**** DATASET EXTRACT

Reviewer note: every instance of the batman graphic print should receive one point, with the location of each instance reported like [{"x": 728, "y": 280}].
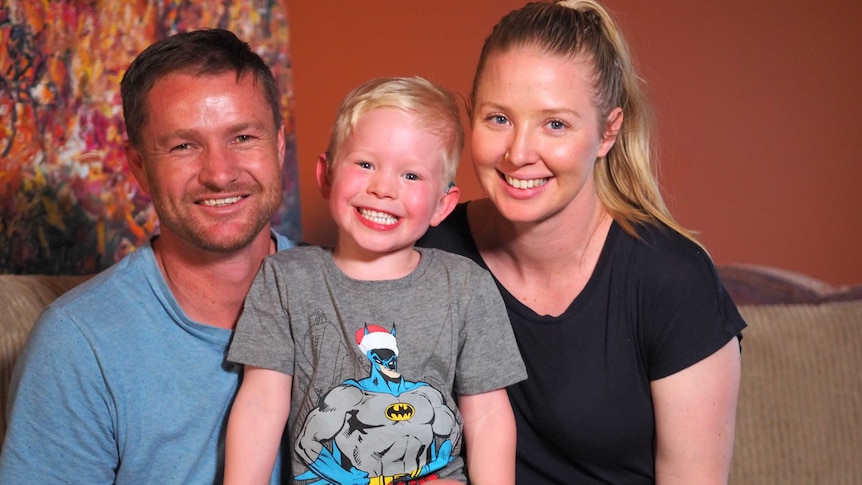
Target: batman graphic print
[
  {"x": 382, "y": 428},
  {"x": 377, "y": 365}
]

********

[EXERCISE DIRECTIONS] Can you restate all the records above word for word while dropping the pictures?

[EXERCISE SOLUTION]
Reviewer note: every instance of the batman graphic print should receive one point, with the location of each instance reported like [{"x": 728, "y": 280}].
Target: batman graphic print
[
  {"x": 382, "y": 428},
  {"x": 377, "y": 365}
]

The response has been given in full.